▶ Exercise details:
Transcribe the interview with designer Yuni Jie in full, keeping every word and line as it appears.

▶ Text for analysis:

Yuni Jie: Doing Good Through Design

By vira

Story by Vira Tanka | Photos by Jie Design

Looking stylish, Yuni Jie’s presence steals the attention, even with calm and often monochromatic colours she likes to wear. Subtle and understated, just like how she likes her design to be. Yuni is a product and interior designer with 21 years of experience under her belt, who recently rediscovered her love for painting. The mother of two has published five design books, collaborated with furniture brands, and established Jie Design, an interior design company, since 2004. On top of that, the Cornish College of the Arts in Seattle and Pratt Institute New York graduate dedicates part of her busy time to One Fine Sky, a charity organisation that she founded. With all those things going on, Indonesia Design found Yuni amazing to get to know closer.

Yuni Jie

What made you interested in art & design in the first place?
My interest in three-dimensional space started from very early age, since the first time I explored Lego.

Why do you go for Casual Elegance style with Jie Design?
I try my best to create something so subtle and understated so that it speaks for itself. I am also big on functional and practical design. My aim is to achieve end results that are classic and timeless.

Watercolour paintings by Yuni Jie

You’ve established a career in interior design for more than a decade. What urged you to diversify into painting?
During the pandemic, I spent a lot of time staying at home and had to accompany my youngest daughter, 5 years old at that time, to study online. I killed some time painting with watercolour and got addicted to it. I actually dream of being a painter when I retire one day. But because of the lockdown, I’ve started painting earlier.

▶ Information:
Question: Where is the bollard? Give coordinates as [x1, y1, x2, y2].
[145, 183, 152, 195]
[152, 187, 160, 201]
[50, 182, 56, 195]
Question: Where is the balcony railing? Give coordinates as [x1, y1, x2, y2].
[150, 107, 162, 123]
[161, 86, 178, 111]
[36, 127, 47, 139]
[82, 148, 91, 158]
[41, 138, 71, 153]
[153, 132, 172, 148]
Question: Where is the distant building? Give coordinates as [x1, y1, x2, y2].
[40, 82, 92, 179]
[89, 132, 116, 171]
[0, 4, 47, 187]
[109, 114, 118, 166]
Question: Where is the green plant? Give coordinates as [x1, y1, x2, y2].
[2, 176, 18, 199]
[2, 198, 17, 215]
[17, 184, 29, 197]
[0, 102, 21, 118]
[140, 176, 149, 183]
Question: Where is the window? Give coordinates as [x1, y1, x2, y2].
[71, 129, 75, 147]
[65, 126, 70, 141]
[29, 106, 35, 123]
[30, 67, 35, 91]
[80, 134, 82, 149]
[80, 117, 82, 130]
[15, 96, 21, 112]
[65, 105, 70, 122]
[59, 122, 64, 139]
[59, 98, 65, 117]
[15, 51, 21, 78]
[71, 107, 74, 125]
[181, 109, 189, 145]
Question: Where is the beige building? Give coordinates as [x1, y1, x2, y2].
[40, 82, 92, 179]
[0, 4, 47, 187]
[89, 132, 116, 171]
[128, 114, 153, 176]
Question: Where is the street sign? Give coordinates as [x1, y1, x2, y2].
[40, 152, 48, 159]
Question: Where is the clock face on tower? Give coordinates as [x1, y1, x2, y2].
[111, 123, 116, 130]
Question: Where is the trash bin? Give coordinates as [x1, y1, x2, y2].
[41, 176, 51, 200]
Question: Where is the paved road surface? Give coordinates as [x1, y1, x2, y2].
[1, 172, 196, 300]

▶ Answer to this problem:
Yuni Jie: Doing Good Through Design

By vira

Story by Vira Tanka | Photos by Jie Design

Looking stylish, Yuni Jie’s presence steals the attention, even with calm and often monochromatic colours she likes to wear. Subtle and understated, just like how she likes her design to be. Yuni is a product and interior designer with 21 years of experience under her belt, who recently rediscovered her love for painting. The mother of two has published five design books, collaborated with furniture brands, and established Jie Design, an interior design company, since 2004. On top of that, the Cornish College of the Arts in Seattle and Pratt Institute New York graduate dedicates part of her busy time to One Fine Sky, a charity organisation that she founded. With all those things going on, Indonesia Design found Yuni amazing to get to know closer.

Yuni Jie

What made you interested in art & design in the first place?
My interest in three-dimensional space started from very early age, since the first time I explored Lego.

Why do you go for Casual Elegance style with Jie Design?
I try my best to create something so subtle and understated so that it speaks for itself. I am also big on functional and practical design. My aim is to achieve end results that are classic and timeless.

Watercolour paintings by Yuni Jie

You’ve established a career in interior design for more than a decade. What urged you to diversify into painting?
During the pandemic, I spent a lot of time staying at home and had to accompany my youngest daughter, 5 years old at that time, to study online. I killed some time painting with watercolour and got addicted to it. I actually dream of being a painter when I retire one day. But because of the lockdown, I’ve started painting earlier.